## Required task
Please reproduce the lines of the records from the line with "Task: locate the metal guardrail" up to and including the line with "Task: locate the white", switching "road marking" to "lane marking" and keeping everything else unchanged.

## Information provided
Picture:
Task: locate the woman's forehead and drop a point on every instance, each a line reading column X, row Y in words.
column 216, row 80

---

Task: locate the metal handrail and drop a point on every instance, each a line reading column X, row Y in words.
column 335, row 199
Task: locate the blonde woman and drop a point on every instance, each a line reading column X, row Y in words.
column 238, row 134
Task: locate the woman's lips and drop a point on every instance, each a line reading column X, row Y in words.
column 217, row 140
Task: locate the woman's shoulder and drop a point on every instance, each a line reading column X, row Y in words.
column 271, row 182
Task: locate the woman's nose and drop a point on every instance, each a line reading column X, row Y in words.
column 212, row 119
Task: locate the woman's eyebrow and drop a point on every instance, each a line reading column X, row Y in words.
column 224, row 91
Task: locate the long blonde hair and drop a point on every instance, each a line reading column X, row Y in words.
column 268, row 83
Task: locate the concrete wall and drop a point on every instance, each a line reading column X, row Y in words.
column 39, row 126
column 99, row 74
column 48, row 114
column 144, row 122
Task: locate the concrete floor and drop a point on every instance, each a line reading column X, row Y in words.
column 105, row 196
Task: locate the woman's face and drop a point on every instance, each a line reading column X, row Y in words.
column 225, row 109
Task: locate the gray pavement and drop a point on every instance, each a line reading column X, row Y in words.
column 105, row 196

...

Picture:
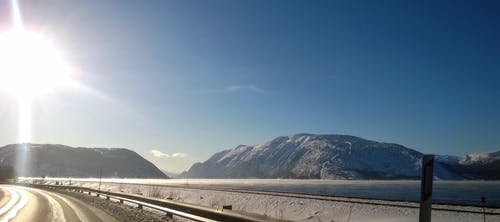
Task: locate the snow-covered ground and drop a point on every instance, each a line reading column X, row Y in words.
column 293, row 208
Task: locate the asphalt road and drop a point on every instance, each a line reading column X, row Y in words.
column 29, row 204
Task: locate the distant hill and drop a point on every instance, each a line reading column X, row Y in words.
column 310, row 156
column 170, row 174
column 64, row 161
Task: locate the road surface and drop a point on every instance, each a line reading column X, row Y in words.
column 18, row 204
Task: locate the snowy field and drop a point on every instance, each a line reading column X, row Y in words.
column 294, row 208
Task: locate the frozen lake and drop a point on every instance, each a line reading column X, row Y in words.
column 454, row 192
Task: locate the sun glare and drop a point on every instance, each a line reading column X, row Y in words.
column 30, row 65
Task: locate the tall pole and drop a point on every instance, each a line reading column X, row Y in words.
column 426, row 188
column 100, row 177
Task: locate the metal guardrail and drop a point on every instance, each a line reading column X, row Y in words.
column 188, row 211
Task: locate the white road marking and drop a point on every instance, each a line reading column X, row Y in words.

## Complete answer
Task: locate the metal guardrail and drop a point on every instance, each a line reading column X, row Y in words.
column 188, row 211
Task: locate the white lane marking and drop a point on every instance, each a line reading column X, row Y in words.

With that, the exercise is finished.